### Page excerpt
———

Saturday, July 29, 2006

New, Improved, Awesome.

A few links have been added and / or updated to the right. Check 'em out.

Wednesday, July 26, 2006

The Second Part of the Catch-Up

Been spending most of my days up in the writer's loft, a.k.a the barn, a.k.a. the tiger cage (on account of the heat) researching and outlining a pitch I'm putting together for a cable TV show, a one-hour drama about a TV reporter, which just to insure it's a hard sell I've set it in the 70's at the height of the Watergate stuff. So for about a month I've been immersed in documentaries about Vietnam, Watergate, the CIA, and all sorts of fun stuff that's gonna look great on a lunchbox.

Anyway, I'm pretty much done with the outline and ready to pitch. I've really only ever pitched once before, formally, and it was with a partner. But I've been pitching all my career as a promo guy, sitting around a table and trying to get assigned a particularly good spot. I dunno. The first pitch (with the partner) went well. We did what we were supposed to do, which was charm her and tell the story. It went like this:

Walked in the office. Exchanged pleasantries. Made a few funnies, broke the tension a bit, kept things light and casual. Then turned on a dime - at her behest - and got to business. A few jokes on our side. No smiles on the other side. Mental note that jokes are for bullshitting time before the pitch proper, and the pitch proper is all business. Finished up, fielded a few questions, took to heart one or two astute criticisms, and got "I'll take it upstairs and see what we can do." Eventually she passed.

———

### Extracted records
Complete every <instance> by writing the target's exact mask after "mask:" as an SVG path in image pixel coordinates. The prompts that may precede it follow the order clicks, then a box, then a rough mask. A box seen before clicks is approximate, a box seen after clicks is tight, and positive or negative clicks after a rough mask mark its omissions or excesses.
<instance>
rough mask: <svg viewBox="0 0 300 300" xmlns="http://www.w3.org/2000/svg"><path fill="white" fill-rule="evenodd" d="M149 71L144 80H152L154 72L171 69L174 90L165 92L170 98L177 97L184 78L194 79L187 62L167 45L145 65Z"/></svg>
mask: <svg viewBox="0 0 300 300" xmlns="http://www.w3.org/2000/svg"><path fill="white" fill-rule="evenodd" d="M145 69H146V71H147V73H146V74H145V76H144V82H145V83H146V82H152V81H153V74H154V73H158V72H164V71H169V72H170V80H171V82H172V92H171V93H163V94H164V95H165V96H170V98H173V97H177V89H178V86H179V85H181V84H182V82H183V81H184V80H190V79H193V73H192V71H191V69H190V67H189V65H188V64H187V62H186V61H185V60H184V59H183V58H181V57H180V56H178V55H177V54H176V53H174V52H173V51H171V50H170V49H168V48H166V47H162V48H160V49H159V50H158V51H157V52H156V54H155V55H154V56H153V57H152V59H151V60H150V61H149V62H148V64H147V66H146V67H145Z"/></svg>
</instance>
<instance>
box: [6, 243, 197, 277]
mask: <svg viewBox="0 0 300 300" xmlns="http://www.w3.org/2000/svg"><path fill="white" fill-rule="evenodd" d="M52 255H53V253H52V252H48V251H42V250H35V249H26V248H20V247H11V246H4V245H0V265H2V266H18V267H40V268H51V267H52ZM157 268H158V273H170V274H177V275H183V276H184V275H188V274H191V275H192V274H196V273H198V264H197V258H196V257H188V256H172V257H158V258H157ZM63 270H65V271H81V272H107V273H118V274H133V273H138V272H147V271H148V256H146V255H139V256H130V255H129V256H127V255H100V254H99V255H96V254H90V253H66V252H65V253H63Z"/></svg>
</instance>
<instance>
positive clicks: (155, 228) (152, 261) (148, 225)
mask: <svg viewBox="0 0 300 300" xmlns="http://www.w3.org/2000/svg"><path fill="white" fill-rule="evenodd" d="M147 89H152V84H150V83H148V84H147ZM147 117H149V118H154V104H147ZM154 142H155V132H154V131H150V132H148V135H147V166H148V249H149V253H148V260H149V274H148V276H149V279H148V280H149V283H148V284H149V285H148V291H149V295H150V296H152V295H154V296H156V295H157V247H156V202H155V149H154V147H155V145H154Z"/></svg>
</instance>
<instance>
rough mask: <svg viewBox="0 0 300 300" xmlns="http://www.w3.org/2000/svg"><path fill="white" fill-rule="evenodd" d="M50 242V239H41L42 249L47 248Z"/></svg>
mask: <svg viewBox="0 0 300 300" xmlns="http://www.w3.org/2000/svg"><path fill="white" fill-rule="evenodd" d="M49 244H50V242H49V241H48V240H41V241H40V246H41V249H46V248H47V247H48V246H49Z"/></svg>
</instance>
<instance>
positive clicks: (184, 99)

———

### Exercise aim
Could you resume the blog post about pitching a TV drama from where it stops?

### Result of this task
So that's pretty much how I figure it'll go this time, ideally leaving out the pass. Oh, and this go round I'll be pitching to a TV screen; the development person in question is based out of New York. I look at this as an opportunity for comedy. She may look at it as an opportunity to crush someone's dreams via remote control. It remains to be seen who is right.

On other fronts, things grind slowly along with the storied Duvall script. I just got some pages from the director, or should I say writer/director, as he has pretty much rewritten it a hundred times and there is nothing left of my script except the "concept" which is fuck-all as far as I'm concerned. Every time I think about Get Low, it just brings to mind the William Goldman quote, which I'll paraphrase as "If you're looking for creative life as a screenwriter, you won't find it."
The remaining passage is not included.